DATA SECTION
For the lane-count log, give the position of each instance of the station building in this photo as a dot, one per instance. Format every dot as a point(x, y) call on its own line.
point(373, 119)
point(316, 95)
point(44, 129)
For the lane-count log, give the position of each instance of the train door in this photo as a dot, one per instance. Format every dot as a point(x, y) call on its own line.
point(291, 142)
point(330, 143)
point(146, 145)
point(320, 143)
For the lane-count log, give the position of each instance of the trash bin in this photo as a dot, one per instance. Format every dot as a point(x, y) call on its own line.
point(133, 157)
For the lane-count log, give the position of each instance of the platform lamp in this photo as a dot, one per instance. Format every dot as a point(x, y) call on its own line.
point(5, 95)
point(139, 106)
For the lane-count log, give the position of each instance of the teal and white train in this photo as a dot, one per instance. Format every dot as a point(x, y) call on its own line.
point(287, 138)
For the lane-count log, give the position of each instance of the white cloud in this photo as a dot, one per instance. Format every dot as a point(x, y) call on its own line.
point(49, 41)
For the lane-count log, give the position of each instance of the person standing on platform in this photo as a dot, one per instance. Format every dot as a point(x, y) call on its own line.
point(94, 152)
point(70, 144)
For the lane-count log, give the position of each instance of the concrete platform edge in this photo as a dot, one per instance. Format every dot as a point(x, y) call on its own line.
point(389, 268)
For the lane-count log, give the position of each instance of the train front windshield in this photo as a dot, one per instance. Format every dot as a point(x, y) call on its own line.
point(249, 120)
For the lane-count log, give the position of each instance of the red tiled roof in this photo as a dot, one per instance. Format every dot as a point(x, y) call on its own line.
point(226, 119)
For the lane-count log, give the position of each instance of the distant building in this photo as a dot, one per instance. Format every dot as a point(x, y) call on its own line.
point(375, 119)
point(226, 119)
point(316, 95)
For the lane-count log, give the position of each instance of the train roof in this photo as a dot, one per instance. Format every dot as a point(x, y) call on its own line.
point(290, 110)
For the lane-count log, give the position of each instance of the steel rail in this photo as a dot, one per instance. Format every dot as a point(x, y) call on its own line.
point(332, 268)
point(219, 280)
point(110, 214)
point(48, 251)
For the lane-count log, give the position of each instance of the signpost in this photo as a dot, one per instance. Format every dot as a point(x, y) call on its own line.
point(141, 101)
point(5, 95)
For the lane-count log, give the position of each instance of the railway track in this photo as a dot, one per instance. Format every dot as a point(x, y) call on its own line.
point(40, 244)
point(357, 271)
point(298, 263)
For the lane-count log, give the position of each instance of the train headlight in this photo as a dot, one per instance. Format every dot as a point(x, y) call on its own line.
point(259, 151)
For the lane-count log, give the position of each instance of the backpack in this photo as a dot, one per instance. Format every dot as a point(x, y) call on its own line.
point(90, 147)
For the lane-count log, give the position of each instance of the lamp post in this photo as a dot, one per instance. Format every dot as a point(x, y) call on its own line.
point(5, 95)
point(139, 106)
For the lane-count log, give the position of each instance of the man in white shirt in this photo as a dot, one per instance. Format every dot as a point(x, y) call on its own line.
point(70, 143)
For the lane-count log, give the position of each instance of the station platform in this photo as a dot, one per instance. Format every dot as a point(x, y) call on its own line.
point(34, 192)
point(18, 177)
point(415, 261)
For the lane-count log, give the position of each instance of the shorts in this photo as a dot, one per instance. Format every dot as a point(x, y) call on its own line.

...

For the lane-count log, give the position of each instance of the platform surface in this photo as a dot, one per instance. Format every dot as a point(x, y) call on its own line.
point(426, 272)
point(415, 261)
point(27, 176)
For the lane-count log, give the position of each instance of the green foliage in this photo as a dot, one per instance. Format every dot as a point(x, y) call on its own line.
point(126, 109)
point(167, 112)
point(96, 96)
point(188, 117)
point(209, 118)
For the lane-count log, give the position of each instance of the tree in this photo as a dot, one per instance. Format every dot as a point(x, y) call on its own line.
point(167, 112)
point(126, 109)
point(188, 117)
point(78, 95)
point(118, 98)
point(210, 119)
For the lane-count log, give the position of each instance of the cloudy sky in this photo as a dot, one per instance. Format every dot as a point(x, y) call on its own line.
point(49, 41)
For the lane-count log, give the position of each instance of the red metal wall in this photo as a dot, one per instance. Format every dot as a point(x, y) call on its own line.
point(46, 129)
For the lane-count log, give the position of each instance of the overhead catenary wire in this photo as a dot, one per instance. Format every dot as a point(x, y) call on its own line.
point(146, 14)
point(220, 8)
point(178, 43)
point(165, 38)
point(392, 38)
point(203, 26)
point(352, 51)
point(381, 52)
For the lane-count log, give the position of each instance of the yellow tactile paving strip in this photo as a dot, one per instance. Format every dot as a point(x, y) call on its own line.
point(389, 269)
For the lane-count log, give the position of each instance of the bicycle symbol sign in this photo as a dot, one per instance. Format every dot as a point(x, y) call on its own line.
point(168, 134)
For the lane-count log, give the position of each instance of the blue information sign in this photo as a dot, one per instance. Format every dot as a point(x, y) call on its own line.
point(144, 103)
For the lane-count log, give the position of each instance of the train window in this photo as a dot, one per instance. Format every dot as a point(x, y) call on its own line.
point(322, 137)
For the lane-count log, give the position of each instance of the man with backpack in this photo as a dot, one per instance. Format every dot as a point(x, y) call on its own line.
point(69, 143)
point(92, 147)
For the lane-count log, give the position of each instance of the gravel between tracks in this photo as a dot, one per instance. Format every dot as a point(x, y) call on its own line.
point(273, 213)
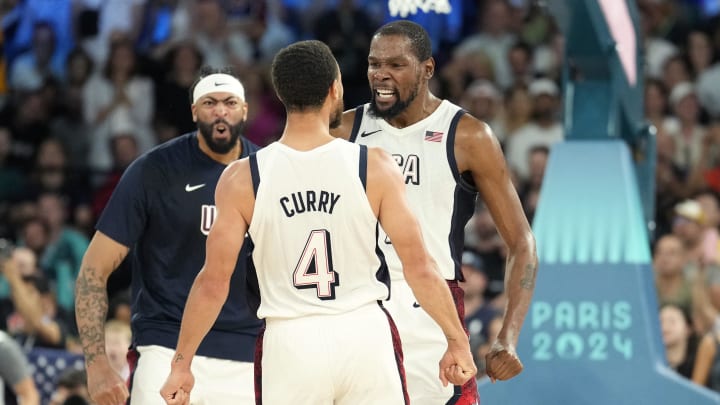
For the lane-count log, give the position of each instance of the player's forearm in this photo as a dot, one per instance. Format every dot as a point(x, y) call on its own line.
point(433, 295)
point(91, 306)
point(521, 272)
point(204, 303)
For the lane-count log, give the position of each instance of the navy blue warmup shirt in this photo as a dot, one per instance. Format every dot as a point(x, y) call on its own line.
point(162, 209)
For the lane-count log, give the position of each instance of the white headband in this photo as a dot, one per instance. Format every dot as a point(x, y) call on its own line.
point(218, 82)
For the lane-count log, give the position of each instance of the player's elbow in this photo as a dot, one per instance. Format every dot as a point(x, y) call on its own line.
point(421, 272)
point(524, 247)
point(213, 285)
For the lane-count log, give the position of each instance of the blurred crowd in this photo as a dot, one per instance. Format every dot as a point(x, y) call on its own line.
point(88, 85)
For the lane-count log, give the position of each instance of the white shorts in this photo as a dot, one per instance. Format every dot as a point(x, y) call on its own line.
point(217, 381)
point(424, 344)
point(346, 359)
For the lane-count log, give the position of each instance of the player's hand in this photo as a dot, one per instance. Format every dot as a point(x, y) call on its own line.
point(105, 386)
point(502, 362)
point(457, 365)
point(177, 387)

WORK REQUIRED
Filter the listing above down to the lines that contain the string "blue", and copy each of those lines in full. The match is case-sensitive.

RESPONSE
For the lane-count log, give the position of each instance of the blue information sign in this photo as a dot, one per instance. Format every dot as a point(x, y) call on its own line.
For the lane-count log, give the position of each instance of the navy blue warmup shirt in this photo as a dot, one per instance. Format every dot as a point(x, y) call on its own line.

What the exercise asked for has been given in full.